**** STUDY TEXT ****

General Ambrose E. Burnside, after his defeat at Fredericksburg, had been sent to take command of the Department of the Ohio. Vallandigham was now seeking the nomination of his party for governor of Ohio, and his chances of success were not flattering until Burnside caused him to be arrested for alleged treasonable utterances in a speech delivered at the town of Mount Vernon on the 1st day of May, 1863. He was taken out of his bed at Dayton in the night and carried to Cincinnati, put in a military prison, tried by a military commission, found guilty, and sentenced to close confinement in Fort Warren during the continuance of the war. President Lincoln commuted his sentence to banishment to the Southern Confederacy. He was accordingly sent across the army lines and handed over to his supposed friends, who did not, however, receive him with any touching marks of affection.
Under the Act of Congress approved March 3, 1863, it was the duty of the Secretary of War within twenty days to report the arrest of Vallandigham to the judge of the United States District Court for southern Ohio, with a statement of the charges against him, in order that they might be laid before the grand jury, and if an indictment were found against him, to bring him to trial; and if no indictment were found during that term of court, to discharge him from confinement. Any officer, civil or military, holding a prisoner in contravention of that act was guilty of a misdemeanor and liable to a fine of not less than five hundred dollars and to imprisonment in the common jail not less than six months. Accordingly, all the proceedings in the case of Vallandigham subsequent to his arrest were unwarranted and lawless. The arrest itself was, perhaps, permissible under the act, because the President had the right to suspend the writ of habeas corpus. When Vallandigham applied for the writ, Judge Leavitt refused it on that ground. The refusal of the writ, however, did not justify the later proceedings.

****

- _TASK REQUIREMENTS_
Write the next part of the passage on Vallandigham's arrest, beginning after its final sentence.

**** LISTED ENTRIES ****

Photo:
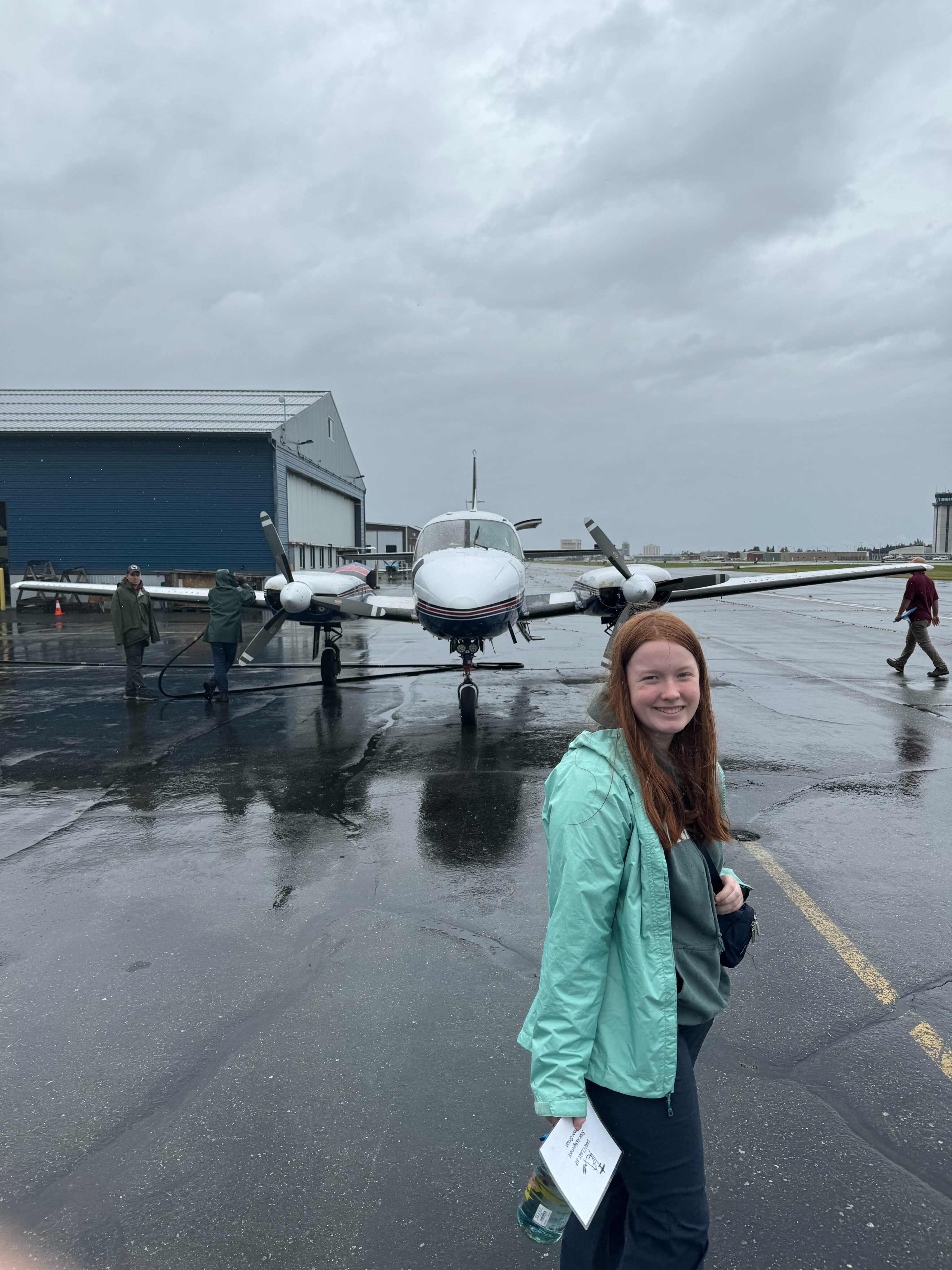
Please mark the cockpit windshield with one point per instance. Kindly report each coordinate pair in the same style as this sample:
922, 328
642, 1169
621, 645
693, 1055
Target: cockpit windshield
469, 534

****
**** LISTED ENTRIES ****

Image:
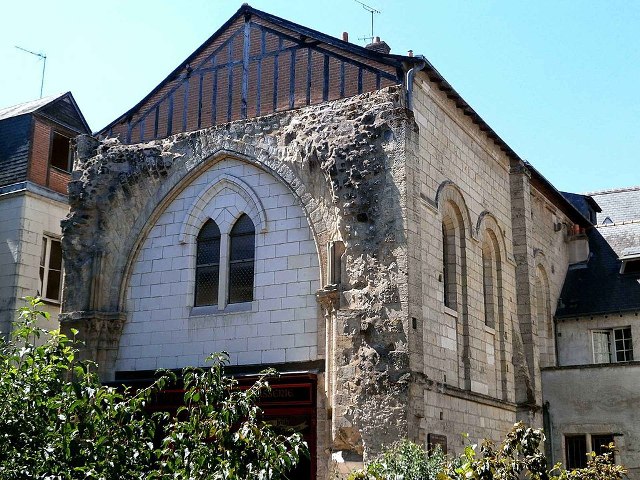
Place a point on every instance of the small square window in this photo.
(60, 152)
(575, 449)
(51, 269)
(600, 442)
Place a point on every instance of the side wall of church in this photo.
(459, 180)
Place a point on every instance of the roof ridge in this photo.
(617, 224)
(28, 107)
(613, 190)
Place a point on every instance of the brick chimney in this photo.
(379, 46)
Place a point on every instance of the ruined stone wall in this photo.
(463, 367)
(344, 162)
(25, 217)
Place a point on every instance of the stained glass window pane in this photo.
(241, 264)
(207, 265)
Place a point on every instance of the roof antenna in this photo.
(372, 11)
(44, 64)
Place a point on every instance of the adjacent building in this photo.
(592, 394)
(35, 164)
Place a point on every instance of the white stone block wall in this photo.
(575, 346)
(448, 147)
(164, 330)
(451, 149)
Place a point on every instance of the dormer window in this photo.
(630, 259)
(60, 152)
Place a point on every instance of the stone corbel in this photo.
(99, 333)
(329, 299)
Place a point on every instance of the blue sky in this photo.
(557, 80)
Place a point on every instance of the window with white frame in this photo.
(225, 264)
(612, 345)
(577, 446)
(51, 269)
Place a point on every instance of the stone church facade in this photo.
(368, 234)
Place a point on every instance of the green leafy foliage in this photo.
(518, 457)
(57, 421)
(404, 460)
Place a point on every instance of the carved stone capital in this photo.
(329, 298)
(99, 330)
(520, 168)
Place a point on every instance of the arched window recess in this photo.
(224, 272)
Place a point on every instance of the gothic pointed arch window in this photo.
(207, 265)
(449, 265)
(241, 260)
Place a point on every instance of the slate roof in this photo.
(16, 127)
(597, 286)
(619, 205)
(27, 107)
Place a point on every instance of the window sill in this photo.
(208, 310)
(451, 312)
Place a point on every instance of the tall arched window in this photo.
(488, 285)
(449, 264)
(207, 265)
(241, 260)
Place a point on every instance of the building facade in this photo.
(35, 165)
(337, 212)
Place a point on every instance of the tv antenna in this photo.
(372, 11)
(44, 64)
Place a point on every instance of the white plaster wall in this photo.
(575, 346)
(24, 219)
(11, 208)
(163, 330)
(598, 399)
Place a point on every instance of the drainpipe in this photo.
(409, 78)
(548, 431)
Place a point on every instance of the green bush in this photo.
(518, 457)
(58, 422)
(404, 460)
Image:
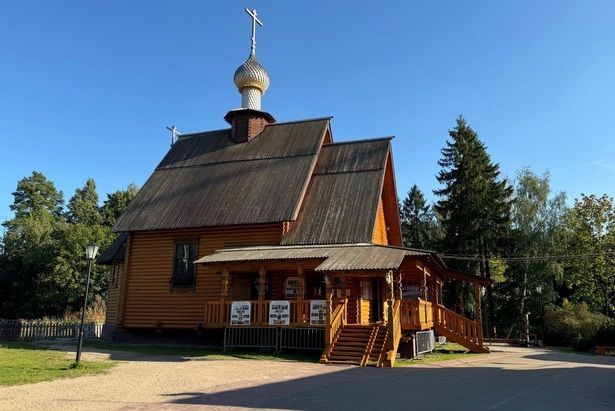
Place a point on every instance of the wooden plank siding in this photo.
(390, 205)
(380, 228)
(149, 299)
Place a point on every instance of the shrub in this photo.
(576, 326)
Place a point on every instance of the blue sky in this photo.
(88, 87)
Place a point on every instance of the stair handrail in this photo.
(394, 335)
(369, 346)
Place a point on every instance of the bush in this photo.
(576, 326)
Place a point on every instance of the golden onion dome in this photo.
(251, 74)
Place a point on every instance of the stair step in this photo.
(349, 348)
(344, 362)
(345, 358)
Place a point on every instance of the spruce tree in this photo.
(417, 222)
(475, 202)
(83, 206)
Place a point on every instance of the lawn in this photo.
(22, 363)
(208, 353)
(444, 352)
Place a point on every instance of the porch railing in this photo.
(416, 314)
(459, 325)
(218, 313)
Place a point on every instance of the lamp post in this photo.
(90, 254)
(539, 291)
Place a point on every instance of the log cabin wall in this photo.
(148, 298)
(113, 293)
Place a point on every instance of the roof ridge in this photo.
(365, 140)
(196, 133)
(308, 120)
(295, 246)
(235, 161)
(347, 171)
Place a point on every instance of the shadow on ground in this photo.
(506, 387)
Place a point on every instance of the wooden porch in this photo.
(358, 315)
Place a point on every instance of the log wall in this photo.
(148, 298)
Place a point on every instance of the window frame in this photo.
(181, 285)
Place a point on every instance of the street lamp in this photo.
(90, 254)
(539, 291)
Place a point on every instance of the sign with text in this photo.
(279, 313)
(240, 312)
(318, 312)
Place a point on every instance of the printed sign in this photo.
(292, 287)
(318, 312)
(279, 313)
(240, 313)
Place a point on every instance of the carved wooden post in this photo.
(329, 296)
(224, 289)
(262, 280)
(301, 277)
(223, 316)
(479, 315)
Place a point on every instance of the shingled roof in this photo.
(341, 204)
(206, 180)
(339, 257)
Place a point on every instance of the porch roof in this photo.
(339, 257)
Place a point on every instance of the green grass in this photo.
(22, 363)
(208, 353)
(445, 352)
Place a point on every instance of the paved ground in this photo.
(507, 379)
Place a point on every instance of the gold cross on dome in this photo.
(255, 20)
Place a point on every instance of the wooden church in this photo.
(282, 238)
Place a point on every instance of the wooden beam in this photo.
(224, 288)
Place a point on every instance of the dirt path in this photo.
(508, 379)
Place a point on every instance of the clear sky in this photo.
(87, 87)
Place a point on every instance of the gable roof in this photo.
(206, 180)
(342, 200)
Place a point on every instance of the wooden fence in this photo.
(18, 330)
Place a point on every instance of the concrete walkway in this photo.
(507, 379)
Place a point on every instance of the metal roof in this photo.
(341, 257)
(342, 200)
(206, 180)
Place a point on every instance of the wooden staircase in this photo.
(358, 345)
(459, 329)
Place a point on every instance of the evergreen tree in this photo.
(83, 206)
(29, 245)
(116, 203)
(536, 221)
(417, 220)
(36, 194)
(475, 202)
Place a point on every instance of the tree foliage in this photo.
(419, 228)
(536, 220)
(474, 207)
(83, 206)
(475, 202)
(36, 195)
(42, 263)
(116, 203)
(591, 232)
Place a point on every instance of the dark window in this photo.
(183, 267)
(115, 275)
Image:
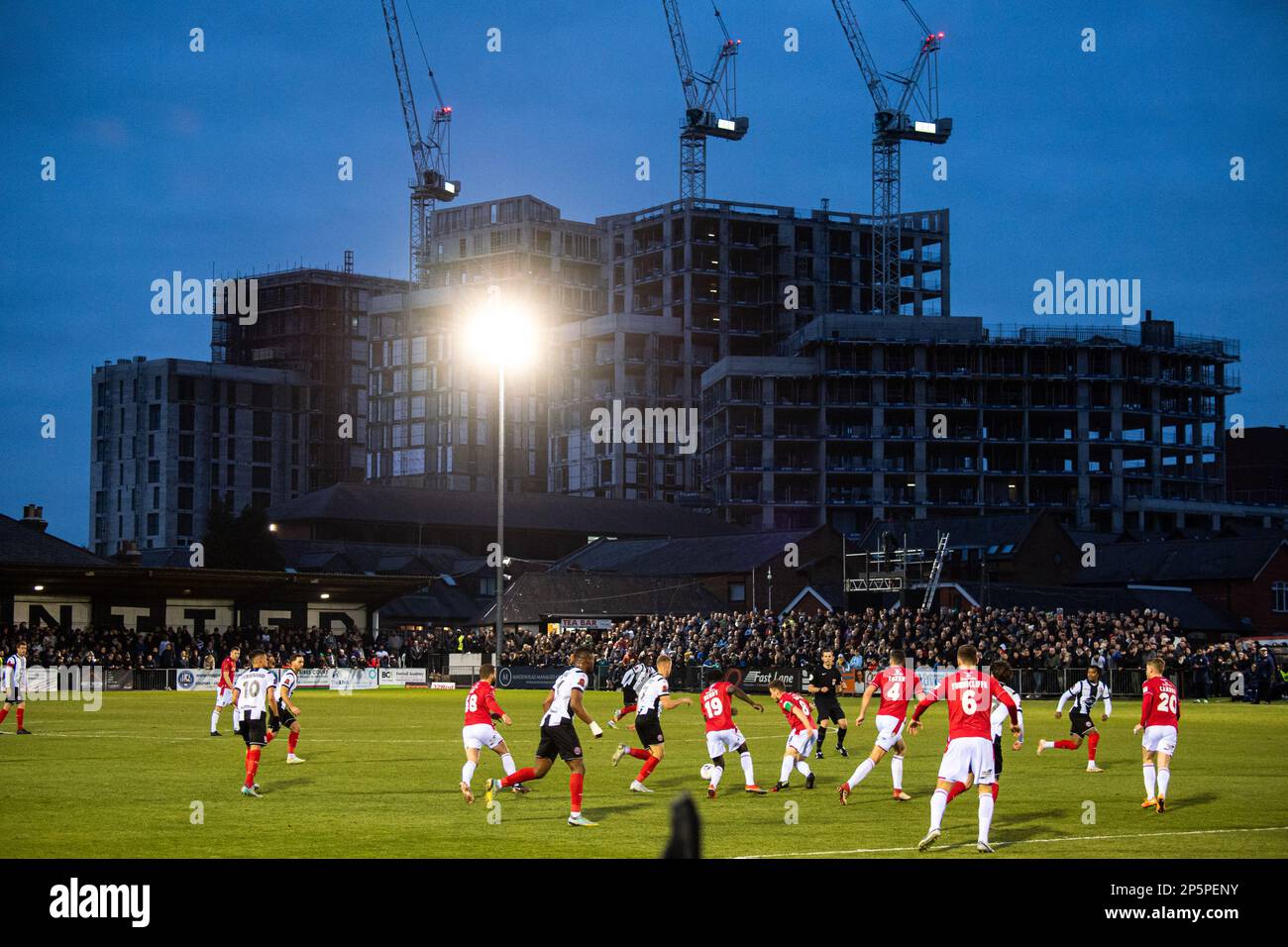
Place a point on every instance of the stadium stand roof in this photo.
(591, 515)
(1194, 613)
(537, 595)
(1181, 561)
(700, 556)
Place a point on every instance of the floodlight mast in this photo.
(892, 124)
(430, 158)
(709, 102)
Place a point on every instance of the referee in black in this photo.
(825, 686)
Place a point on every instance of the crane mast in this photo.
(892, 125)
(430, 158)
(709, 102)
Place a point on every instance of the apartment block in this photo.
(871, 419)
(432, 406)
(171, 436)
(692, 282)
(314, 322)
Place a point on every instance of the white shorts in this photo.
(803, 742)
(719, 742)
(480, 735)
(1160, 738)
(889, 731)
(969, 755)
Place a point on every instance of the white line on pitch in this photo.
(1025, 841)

****

- _ANSWER TO THIS PROBLEM_
The military trial of Vallandigham and his subsequent banishment led to vehement protests from Northern Democrats, which, in the light of the present day, seem not unreasonable. President Lincoln replied at great length and on the whole successfully to one such protest which came from a committee of citizens of New York, of which Erastus Corning was chairman. He did not fare so well in a later controversy with a committee of the Ohio Democratic State Convention, who visited the Executive Mansion and submitted their protest in writing under date of June 26. In this communication they covered the same ground as the New York men and added these words:
And finally, the charge and the specifications on which Mr. Vallandigham was tried entitled him to a trial before the civil tribunals according to the express provisions of the late acts of Congress approved by yourself July 17, 1862, and March 3, 1863.
Mr. Lincoln replied to everything in the protest of the Ohio men except this paragraph. His failure to reply on this point gave them the opportunity to retort that his answer was "a mere evasion of the grave questions involved." This is the only instance in Mr. Lincoln's controversial writings, so far as I can discover, where such a retort seems justified. The correspondence is published in Appleton's Annual Cyclopædia, 1863.